■ Text for analysis
= Beginning of Section =

Local psychologist combats African HIV through performance

By Wanda Sabir, Special to the Daily Planet
Tuesday November 20, 2001

Last year, 2.5 million sub-Saharan Africans died from AIDS.  

There are no embargo or travel restrictions to Africa, however, this continent is not a popular tourist attraction to most Americans – unless her name happens to be Lou Montgomery.  

The Berkeley psychologist joined a meditation retreat to South Africa in 1998. After only a few weeks, she fell in love with the landscape, people and culture.  

The following year Montgomery returned to South Africa to perform her doctoral thesis: “Kali’s Follies: Mid-life at the Millennium” for delegates at the Parliament of World Religions. Using the Hindi goddess Kali, the creator and destroyer, her work parallels 3,000 years of historic patriarchal exploitation of the womb with that of the earth.  

Kali’s Follies has been compared to Eve Ensler’s “Vagina Monologues” and Sia Amma’s “In Search of My Clitoris.” All three works speak humorously about topics not often explored on stage, let alone behind closed doors. 

The one-woman show comically dramatizes attitudes, trends, and dominant Western cultural projections towards women in menopause. It is set against the backdrop of Apocalyptic “millennial madness.” Kali, the Hindu goddess of creation and destruction, whose fierce compassion heralds sudden transformation is having the last laugh as the planet careens into breakdown or breakthrough pursuing its reckless “follies.” 

Through her performance piece, Montgomery wants to get people talking both here and elsewhere about the tragedies still committed against women and girls world-wide, more specifically in Mpumalanga, the second largest of the nine provinces that make up the new South Africa. This place has the third highest rape statistics in the country. Here one in three adults is HIV infected. The myth that sex with a virgin can cure HIV/AIDS has put girls as young as 1 year old, at risk of sexual violence.  

Montgomery met three people there whose causes quickly became her own: Sophia Jardim, Barbara Kenyon, and an indigenous healer, Dr. Shado Dludlu. To help raise funds and awareness here for their organizations, Montgomery decided to throw an celebratory extravaganza for the South African activists – the first week of events took place last week and the last performance will be Friday, in conjunction with Linda Tillery and the Cultural Heritage Ensemble. 

Prior to Montgomery’s visit to “the place where the sun comes up” which is what Mpumalanga means in Zulu, Jardim, Kenyon, Dludlu didn’t know each other, even though they served the same population.  

Kenyon, who is a white South African, didn’t trust indigenous practices and blamed Sangomas for the rapid spread of the disease. While, Dludlu and other black Africans were leery of anything coming from white people whom they didn’t know. Strangely enough, Jardim. an Afrikaner, and Dludlu, a Sangoma, already knew and respected each other’s work. Thanks to Montgomery, all three are talking now.

= End of Section =

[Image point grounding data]
= Beginning of Section =

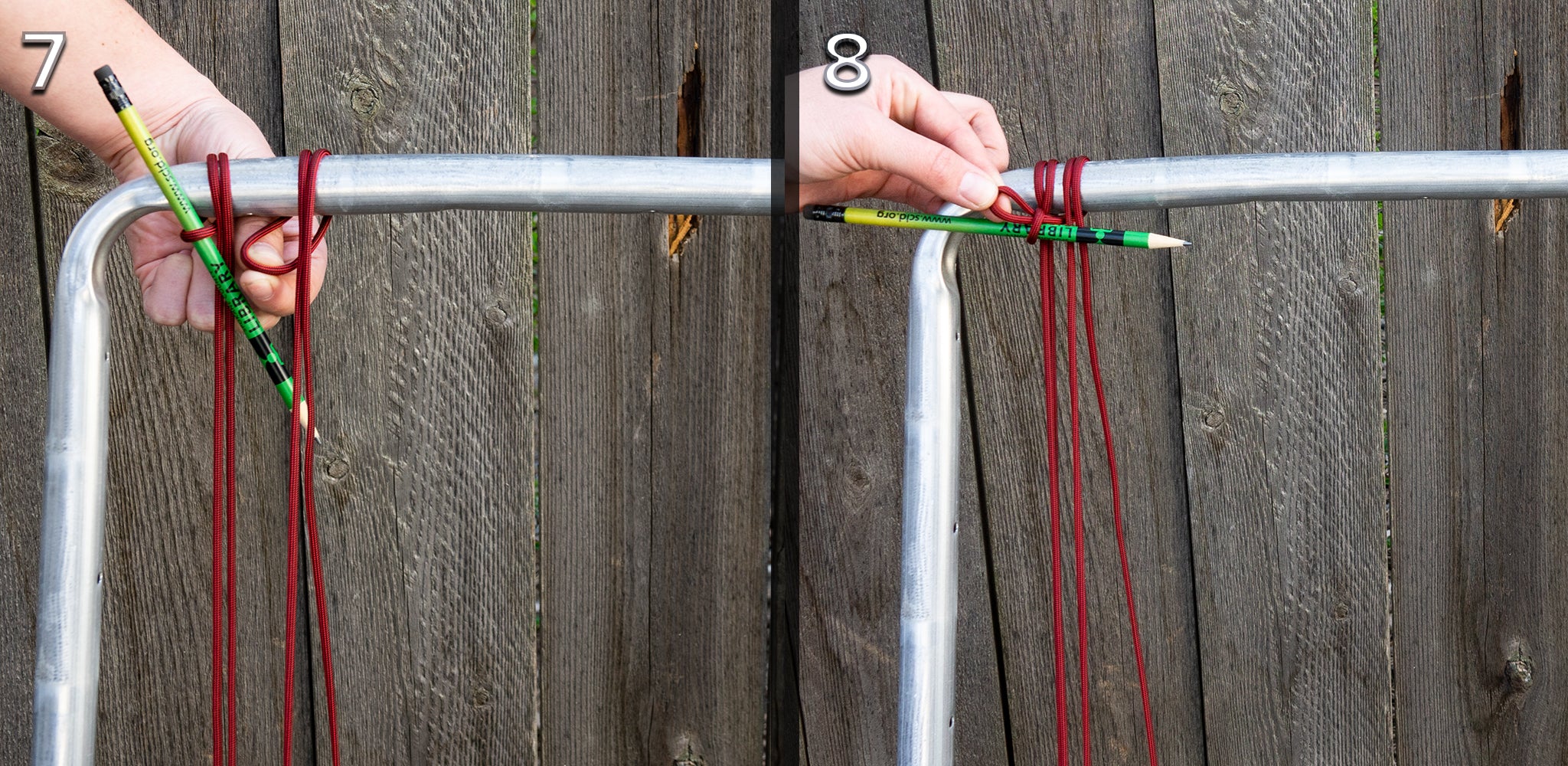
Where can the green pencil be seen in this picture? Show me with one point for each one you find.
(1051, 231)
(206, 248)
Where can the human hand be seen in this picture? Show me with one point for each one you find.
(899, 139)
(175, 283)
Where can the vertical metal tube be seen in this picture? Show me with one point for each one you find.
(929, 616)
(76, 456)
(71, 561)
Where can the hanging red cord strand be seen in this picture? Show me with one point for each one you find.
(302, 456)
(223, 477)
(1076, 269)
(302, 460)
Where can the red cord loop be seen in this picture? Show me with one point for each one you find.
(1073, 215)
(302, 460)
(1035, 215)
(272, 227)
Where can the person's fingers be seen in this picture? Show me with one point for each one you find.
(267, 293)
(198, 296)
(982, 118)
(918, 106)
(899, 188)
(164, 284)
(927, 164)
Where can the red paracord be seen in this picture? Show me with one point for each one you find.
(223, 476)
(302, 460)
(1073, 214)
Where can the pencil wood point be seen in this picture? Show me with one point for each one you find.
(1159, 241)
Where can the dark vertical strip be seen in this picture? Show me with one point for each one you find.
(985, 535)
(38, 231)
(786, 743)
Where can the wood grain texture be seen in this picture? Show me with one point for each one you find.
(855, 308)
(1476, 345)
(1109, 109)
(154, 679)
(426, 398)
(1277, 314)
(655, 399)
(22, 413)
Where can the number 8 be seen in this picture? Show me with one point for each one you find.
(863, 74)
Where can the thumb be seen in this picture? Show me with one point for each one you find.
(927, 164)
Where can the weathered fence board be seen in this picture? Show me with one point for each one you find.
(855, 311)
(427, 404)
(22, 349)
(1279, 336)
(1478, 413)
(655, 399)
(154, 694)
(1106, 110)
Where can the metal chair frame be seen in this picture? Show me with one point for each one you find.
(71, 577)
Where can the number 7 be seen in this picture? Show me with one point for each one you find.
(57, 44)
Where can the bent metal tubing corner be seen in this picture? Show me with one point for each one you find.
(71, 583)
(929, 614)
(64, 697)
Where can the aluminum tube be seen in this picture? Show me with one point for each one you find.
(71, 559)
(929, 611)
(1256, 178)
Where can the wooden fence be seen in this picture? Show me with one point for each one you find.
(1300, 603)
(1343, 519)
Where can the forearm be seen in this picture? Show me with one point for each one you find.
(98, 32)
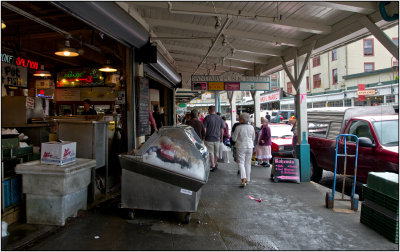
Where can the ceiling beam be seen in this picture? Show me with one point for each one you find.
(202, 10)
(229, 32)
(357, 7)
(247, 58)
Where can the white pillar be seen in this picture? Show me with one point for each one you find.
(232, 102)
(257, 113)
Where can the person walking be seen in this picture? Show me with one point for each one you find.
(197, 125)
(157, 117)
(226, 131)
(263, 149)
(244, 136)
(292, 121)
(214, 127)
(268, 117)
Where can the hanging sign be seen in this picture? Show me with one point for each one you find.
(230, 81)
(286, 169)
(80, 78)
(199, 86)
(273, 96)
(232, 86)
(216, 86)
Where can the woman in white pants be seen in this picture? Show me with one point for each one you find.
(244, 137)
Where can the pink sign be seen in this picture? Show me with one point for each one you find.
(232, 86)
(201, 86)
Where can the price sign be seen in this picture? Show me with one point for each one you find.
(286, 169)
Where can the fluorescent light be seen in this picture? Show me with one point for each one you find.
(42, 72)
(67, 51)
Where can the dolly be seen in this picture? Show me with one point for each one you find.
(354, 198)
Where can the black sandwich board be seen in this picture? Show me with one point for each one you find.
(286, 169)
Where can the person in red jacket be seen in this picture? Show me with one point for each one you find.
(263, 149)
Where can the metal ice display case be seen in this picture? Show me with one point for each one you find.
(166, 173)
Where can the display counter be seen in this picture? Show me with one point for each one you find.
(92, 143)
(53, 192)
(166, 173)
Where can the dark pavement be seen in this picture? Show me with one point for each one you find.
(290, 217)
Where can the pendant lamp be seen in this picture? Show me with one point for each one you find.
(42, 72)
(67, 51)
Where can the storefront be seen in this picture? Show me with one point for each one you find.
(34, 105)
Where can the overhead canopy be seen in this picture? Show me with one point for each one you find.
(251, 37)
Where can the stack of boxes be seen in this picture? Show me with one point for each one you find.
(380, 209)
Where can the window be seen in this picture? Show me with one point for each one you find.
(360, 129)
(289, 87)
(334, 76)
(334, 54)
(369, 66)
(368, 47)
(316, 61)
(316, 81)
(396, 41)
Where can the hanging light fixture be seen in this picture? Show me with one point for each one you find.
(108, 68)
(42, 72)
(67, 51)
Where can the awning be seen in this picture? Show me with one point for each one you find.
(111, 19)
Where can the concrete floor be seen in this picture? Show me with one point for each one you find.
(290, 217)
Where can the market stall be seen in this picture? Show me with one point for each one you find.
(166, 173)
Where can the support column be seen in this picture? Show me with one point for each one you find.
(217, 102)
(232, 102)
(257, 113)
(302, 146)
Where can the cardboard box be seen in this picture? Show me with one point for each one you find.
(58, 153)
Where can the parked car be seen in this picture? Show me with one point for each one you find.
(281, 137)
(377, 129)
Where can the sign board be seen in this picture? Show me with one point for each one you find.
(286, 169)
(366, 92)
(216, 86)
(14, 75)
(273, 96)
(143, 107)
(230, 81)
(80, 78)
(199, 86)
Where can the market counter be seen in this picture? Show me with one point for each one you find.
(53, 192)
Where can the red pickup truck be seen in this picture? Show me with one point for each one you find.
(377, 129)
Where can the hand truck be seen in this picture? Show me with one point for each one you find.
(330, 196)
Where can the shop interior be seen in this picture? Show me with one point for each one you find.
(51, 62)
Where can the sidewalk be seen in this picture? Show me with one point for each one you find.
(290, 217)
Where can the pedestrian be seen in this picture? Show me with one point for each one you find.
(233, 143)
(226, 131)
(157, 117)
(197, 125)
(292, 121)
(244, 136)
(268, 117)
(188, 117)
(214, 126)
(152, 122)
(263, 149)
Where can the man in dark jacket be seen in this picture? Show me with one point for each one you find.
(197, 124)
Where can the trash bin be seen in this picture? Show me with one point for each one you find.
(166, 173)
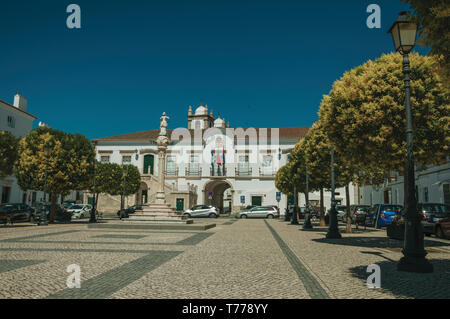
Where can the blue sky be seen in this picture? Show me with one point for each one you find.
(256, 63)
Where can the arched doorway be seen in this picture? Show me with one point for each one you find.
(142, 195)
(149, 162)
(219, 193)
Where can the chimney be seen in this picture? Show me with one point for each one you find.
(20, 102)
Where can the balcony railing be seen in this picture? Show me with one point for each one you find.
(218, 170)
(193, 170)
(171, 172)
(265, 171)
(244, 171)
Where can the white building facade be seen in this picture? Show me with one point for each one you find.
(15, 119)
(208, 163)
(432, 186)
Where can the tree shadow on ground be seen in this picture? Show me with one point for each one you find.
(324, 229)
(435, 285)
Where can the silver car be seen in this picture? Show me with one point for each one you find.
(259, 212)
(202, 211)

= End of Section =

■ Directions
1. Repeat the passage of the article on Lou Montgomery between "The Berkeley psychologist" and "people and culture.", inclusive.
2. According to the article on Lou Montgomery, why are girls as young as one year old in Mpumalanga at risk of sexual violence? Answer in one to three sentences.
3. For each statement, say yes or no depending on whether it agrees with the article on Lou Montgomery, and quote the deciding words. (a) Montgomery first traveled to South Africa on a meditation retreat in 1998. (b) Mpumalanga is the largest of the nine provinces of South Africa. (c) In Zulu, Mpumalanga means "the place where the sun comes up."
The records are separate material and stand apart from the article on Lou Montgomery.

■ Task solutions
1.
The Berkeley psychologist joined a meditation retreat to South Africa in 1998. After only a few weeks, she fell in love with the landscape, people and culture.

2. They are at risk because of the myth that sex with a virgin can cure HIV/AIDS.

3.
(a) Yes: "The Berkeley psychologist joined a meditation retreat to South Africa in 1998."
(b) No: "the second largest of the nine provinces that make up the new South Africa"
(c) Yes: "“the place where the sun comes up” which is what Mpumalanga means in Zulu"